GIVEN RECORDS:
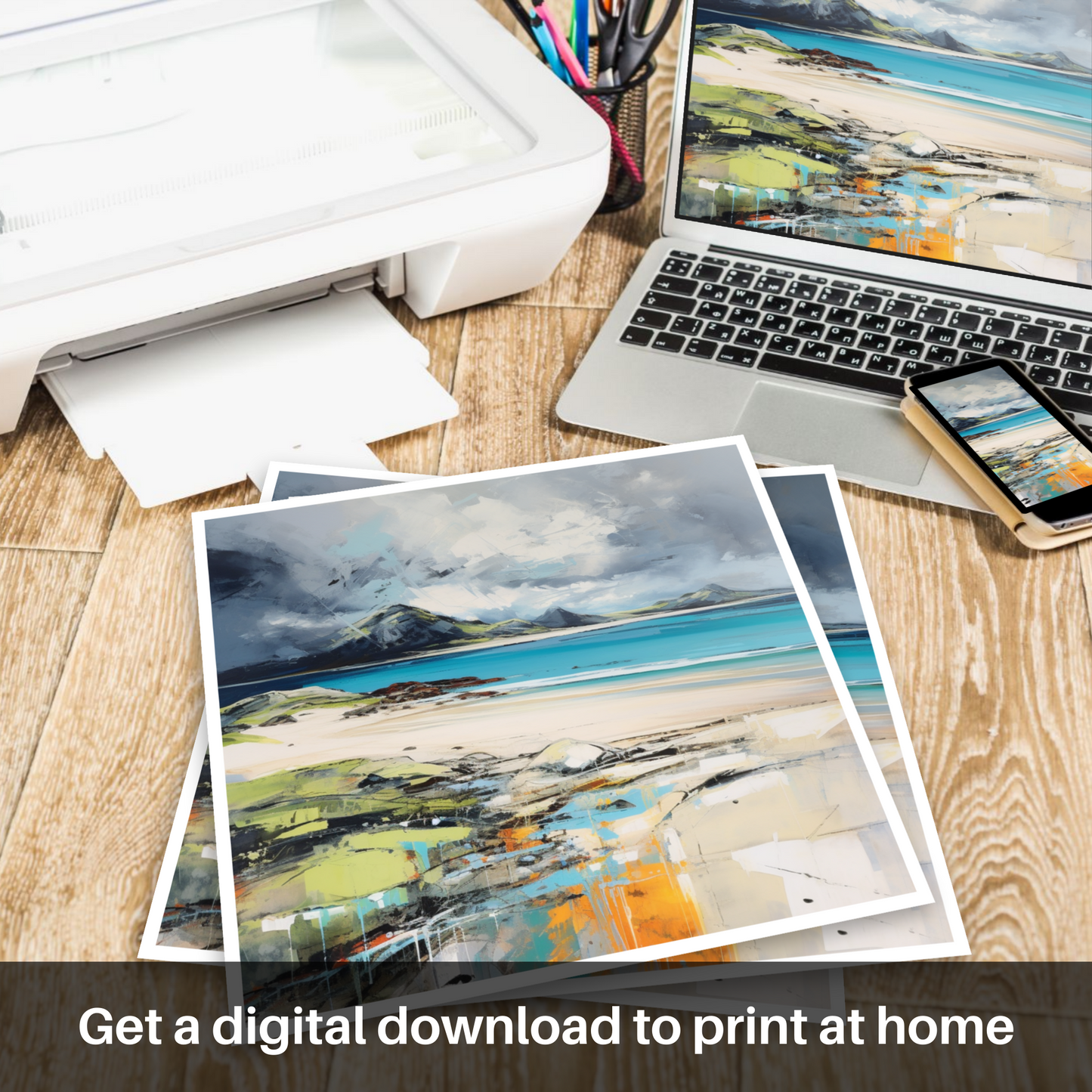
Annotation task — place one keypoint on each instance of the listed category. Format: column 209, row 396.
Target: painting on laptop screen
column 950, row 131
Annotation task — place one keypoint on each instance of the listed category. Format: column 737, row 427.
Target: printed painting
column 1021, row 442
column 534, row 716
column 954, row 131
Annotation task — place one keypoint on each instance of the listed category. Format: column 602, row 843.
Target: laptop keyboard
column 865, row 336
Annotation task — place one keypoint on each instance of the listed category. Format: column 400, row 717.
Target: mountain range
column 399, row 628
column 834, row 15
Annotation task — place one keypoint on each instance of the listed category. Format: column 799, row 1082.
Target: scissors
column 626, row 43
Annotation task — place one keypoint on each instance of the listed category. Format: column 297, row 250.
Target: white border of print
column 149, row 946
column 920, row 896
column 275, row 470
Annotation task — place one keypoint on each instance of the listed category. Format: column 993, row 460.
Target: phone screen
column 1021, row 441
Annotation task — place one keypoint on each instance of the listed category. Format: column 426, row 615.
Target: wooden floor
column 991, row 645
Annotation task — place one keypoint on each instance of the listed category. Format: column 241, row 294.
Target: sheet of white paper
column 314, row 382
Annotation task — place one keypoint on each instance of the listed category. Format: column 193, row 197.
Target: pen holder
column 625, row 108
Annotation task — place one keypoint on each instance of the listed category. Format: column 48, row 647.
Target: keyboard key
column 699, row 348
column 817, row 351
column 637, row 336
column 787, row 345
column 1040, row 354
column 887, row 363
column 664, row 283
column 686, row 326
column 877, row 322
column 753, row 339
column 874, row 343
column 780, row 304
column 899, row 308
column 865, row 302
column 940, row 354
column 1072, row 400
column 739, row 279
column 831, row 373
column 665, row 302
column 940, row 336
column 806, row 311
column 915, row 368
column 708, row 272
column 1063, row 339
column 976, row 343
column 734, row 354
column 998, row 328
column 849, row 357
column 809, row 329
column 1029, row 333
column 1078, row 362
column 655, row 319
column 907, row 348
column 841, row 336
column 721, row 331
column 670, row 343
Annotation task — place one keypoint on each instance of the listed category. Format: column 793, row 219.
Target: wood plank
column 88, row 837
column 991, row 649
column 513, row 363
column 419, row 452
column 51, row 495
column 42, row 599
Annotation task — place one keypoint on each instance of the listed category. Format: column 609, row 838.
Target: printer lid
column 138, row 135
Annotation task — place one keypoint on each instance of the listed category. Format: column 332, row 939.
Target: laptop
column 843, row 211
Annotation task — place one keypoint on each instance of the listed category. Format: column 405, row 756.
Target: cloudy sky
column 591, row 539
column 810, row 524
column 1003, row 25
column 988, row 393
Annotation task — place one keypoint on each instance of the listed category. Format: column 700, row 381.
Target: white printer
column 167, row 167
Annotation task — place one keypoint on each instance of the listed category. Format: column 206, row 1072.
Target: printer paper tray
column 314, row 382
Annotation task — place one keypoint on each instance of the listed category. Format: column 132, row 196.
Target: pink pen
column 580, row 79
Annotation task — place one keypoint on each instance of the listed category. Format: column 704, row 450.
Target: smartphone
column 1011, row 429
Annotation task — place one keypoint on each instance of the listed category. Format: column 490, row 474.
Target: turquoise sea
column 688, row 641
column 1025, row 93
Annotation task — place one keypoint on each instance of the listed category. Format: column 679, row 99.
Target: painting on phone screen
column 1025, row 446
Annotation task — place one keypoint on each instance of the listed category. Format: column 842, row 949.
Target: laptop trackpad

WHAT IS NEEDED:
Copy all of the records above word for word, leaving out the pictures.

EXERCISE OUTPUT:
Annotation task — place one keypoint on each instance of the listed category. Format: column 209, row 396.
Target: painting on laptop screen
column 950, row 131
Annotation task — place one keypoint on each instance of the listed category. Format: column 737, row 427.
Target: printed painting
column 1021, row 442
column 534, row 716
column 954, row 131
Annotation task — place one keypoint on each instance of the listed category. Format: column 602, row 843.
Target: laptop keyboard
column 865, row 336
Annotation task — place one keypoint on each instance of the listed category. Format: column 400, row 717.
Target: mountain range
column 399, row 628
column 834, row 15
Annotation task — place one keypoint on each instance of the listed category. Format: column 799, row 1082.
Target: scissors
column 626, row 43
Annotation task — place one keypoint on each instance of the listed category. Format: column 297, row 250.
Target: white border of print
column 149, row 946
column 920, row 896
column 275, row 470
Annotation task — place one keypoint on each instance of the listed category. Format: column 993, row 460.
Target: phone screen
column 1021, row 441
Annotation task — place one keypoint on each instance of the listed category. Format: column 426, row 615.
Target: wooden floor
column 991, row 645
Annotation task — place one keypoint on each instance of the listed category. Format: column 241, row 294.
Target: sheet of white paper
column 314, row 382
Annotation task — place one keypoint on each instance of the listed category. Format: column 193, row 197.
Target: pen holder
column 625, row 108
Annotation task — place one keypoint on each instance of the listed category. Format: column 48, row 647.
Target: keyboard key
column 699, row 348
column 817, row 351
column 637, row 336
column 787, row 345
column 1040, row 354
column 887, row 363
column 664, row 283
column 686, row 326
column 877, row 322
column 753, row 339
column 874, row 343
column 780, row 304
column 899, row 308
column 865, row 302
column 940, row 354
column 1072, row 400
column 739, row 279
column 831, row 373
column 665, row 302
column 940, row 336
column 806, row 311
column 915, row 368
column 708, row 272
column 1063, row 339
column 976, row 343
column 734, row 354
column 998, row 328
column 849, row 357
column 809, row 329
column 1029, row 333
column 1078, row 362
column 655, row 319
column 907, row 348
column 841, row 336
column 721, row 331
column 670, row 343
Annotation task — place one keypoint on each instance of the listed category. Format: column 793, row 219.
Target: wood plank
column 88, row 837
column 991, row 649
column 513, row 363
column 419, row 452
column 51, row 495
column 42, row 599
Annotation task — place one keypoint on each instance of the listed category. Format: column 609, row 838.
Target: printer lid
column 138, row 135
Annotation task — place one keypoint on each instance of the listed category. Format: column 332, row 939.
Target: laptop
column 843, row 211
Annotation task — place one keypoint on each instance of the listed category. Format: column 405, row 756.
Target: cloudy sky
column 591, row 539
column 810, row 524
column 1003, row 25
column 988, row 393
Annotation task — place one keypoint on each instance of the listed category. Format: column 700, row 381.
Target: white printer
column 167, row 167
Annotation task — place one keypoint on each instance of the listed category. Format: column 206, row 1072.
Target: printer paper tray
column 314, row 382
Annotation task — place one keypoint on each instance of the listed category. Format: column 132, row 196.
Target: pink pen
column 580, row 79
Annotation task — place one keypoint on each instance of the listed category. Format: column 704, row 450.
Target: smartphone
column 1011, row 429
Annotation task — place one keypoint on each instance of the listed category. Format: column 490, row 474.
Target: turquoise sea
column 688, row 641
column 1025, row 93
Annotation task — place one keypoint on each instance of the listed category. Format: column 679, row 99.
Target: painting on phone screen
column 1025, row 446
Annotation task — place one keypoint on each instance of the listed category. Format: column 842, row 949.
Target: laptop trackpad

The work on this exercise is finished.